Top of Page text
How Many People REALLY Had COVID?
/A new analysis suggests there have been fewer undocumented cases than previously thought. This is bad news.
Possibly the most maddening statistic to find during this pandemic has been one of the simplest – the number of COVID infections.
This number, whatever it is, is critical for so many reasons. It forms the denominator for the infection fatality rate – how serious is this virus, compared to all the others out there. It also tells us what proportion of the population might already have substantial immunity, which might change vaccination thresholds targeting herd immunity. It would also help us plan for the future – insofar as some individuals who were infected will likely have substantial health needs long after the pandemic subsides.
But the total number of covid infections has been tricky to pin down, thanks largely to its stubborn ability to infect people and cause minimal – or even no symptoms. Combine that with a lack of easy access to testing early on, and an ongoing reticence towards testing since we force quarantine on people who test positive without guaranteeing their wages – and you have a recipe for an undercount.
There have been multiple attempts to estimate the true cumulative incidence of SARS-CoV-2 infections in the US, most notably by the CDC which, as of April 2021, suggested that there have been 114 million infections in the US (of which about a quarter were detected through testing).
But there are limitations to the CDC approach, including some pretty rough assumptions about the likelihood of infected people seeking care.
A new approach, reported in the Proceedings of the National Academy of Sciences by Adrian Raftery and Nicholas Irons leverages several data sources – reported case rates, death rates, and testing rates – all varying over time and place - to get a better estimate of the number of infections.
Bottom of Page text
Top of Excerpted records
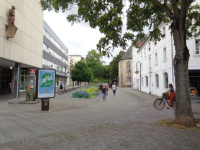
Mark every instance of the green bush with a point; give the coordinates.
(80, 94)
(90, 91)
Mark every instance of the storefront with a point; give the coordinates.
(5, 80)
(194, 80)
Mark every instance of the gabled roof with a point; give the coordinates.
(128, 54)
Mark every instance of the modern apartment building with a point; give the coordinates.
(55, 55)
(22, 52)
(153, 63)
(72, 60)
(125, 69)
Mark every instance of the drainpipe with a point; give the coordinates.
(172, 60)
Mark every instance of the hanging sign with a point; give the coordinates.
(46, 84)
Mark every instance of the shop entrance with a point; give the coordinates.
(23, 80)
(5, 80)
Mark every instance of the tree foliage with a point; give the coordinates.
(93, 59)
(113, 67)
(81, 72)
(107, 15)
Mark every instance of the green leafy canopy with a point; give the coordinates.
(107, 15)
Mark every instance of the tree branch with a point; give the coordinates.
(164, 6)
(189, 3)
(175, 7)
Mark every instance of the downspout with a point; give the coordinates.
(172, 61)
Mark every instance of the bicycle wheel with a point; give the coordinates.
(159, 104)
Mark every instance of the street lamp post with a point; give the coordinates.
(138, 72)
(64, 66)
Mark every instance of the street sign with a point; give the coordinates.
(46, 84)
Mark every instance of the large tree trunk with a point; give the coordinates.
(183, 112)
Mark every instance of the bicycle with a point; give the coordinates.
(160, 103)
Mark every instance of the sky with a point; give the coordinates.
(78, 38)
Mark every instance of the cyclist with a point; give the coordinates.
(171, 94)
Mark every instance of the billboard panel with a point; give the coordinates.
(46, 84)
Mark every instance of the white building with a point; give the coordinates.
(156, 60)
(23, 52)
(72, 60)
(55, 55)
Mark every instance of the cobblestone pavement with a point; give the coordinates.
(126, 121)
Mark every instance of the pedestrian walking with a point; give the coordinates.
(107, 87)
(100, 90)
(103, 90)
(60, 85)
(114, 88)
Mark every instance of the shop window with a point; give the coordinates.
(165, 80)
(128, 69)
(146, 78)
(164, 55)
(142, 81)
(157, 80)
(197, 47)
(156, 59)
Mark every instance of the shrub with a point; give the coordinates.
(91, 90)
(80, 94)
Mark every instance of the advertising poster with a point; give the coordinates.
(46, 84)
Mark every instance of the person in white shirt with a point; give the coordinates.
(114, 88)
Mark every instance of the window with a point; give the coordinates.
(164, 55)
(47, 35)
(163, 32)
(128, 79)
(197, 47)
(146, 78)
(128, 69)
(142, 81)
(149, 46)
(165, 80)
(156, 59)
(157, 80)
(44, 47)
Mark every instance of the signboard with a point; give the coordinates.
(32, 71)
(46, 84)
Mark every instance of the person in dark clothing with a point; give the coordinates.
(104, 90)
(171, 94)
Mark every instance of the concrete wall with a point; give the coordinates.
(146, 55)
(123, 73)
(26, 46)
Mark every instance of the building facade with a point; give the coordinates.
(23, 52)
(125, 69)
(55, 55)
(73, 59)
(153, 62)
Bottom of Excerpted records
Top of Excerpted records
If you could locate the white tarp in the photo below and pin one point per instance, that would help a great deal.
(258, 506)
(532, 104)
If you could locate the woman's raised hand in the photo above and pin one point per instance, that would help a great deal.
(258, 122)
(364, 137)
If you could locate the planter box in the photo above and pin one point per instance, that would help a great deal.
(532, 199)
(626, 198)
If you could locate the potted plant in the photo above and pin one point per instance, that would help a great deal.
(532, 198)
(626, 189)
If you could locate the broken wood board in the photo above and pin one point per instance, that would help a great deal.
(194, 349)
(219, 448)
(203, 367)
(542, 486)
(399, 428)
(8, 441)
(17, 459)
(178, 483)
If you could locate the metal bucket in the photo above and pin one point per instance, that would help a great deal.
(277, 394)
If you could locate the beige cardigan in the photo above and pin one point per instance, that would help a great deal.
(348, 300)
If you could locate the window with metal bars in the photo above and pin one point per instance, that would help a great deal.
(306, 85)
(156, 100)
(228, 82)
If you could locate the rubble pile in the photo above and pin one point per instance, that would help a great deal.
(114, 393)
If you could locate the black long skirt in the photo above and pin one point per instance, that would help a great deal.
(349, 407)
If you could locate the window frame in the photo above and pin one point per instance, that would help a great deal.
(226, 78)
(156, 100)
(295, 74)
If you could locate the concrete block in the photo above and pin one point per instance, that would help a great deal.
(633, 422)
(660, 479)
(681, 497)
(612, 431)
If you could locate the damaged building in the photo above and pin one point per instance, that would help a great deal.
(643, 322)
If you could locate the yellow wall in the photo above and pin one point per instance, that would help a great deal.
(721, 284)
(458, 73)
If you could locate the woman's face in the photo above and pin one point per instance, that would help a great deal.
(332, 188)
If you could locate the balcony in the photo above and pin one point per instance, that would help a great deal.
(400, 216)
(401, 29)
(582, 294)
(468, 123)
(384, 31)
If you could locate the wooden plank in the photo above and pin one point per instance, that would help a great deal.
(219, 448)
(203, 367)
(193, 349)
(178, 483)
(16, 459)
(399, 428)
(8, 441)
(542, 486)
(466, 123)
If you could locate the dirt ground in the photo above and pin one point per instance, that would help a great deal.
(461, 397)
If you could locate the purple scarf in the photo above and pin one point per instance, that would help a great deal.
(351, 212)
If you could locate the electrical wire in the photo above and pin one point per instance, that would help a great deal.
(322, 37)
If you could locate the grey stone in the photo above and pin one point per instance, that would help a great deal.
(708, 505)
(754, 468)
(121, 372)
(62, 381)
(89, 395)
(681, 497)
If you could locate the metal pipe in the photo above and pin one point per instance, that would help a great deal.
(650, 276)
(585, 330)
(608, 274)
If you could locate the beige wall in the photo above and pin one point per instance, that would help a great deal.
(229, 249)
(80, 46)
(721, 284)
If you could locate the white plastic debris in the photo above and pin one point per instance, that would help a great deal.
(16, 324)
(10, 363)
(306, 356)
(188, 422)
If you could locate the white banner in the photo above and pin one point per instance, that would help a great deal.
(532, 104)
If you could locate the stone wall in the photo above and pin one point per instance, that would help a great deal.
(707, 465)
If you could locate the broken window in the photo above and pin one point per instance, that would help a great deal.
Bottom of Excerpted records
Top of Excerpted records
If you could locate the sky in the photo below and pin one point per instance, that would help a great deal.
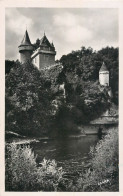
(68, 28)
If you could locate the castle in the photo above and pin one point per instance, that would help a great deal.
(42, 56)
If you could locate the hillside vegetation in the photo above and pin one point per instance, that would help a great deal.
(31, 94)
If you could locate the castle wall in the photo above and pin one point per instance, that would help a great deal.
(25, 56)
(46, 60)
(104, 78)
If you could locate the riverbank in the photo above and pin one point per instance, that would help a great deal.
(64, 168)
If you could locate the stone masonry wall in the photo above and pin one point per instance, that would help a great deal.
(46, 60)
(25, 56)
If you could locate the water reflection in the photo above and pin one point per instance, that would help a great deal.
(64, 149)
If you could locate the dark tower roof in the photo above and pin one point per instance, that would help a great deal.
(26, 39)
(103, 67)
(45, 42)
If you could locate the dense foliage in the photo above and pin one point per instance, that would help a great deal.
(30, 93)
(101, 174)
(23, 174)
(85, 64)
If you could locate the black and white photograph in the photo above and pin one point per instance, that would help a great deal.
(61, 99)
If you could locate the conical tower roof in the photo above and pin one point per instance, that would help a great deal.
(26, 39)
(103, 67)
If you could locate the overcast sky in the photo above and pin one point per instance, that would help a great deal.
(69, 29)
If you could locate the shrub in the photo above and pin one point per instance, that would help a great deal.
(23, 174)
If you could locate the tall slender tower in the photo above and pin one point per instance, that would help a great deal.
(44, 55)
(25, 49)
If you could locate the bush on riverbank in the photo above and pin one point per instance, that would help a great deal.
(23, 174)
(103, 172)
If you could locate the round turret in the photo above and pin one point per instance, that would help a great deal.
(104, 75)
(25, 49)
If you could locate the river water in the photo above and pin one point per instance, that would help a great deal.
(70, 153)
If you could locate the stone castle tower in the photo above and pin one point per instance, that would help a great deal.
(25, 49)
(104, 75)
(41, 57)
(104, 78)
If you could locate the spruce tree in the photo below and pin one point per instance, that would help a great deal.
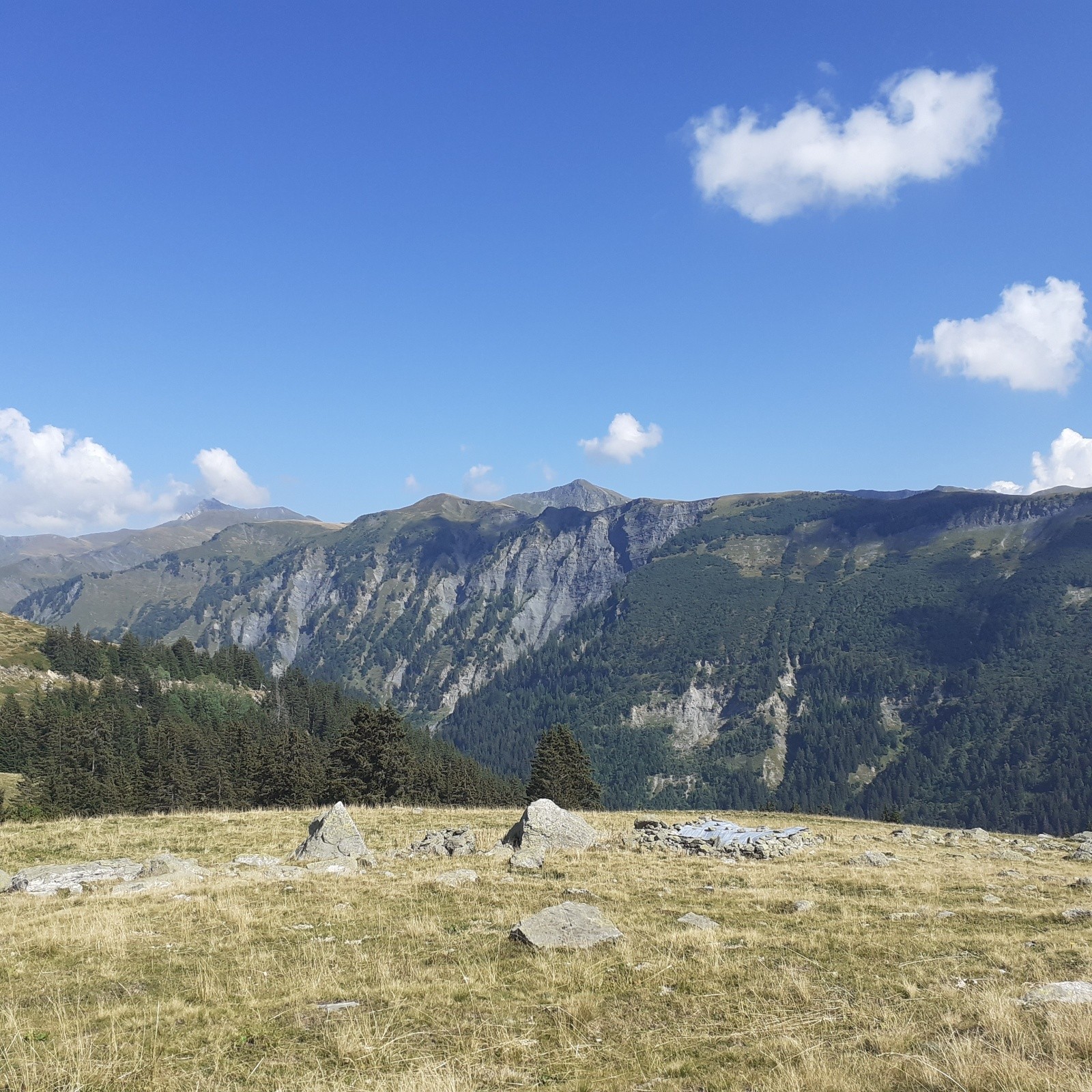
Bottom of Excerpted records
» Task directions:
Repeat the COVID infection-count article word for word, starting with "How Many People" and ending after "the pandemic subsides.". The lines have nothing to do with the article on COVID infection counts.

» Answer to this problem:
How Many People REALLY Had COVID?
/A new analysis suggests there have been fewer undocumented cases than previously thought. This is bad news.
Possibly the most maddening statistic to find during this pandemic has been one of the simplest – the number of COVID infections.
This number, whatever it is, is critical for so many reasons. It forms the denominator for the infection fatality rate – how serious is this virus, compared to all the others out there. It also tells us what proportion of the population might already have substantial immunity, which might change vaccination thresholds targeting herd immunity. It would also help us plan for the future – insofar as some individuals who were infected will likely have substantial health needs long after the pandemic subsides.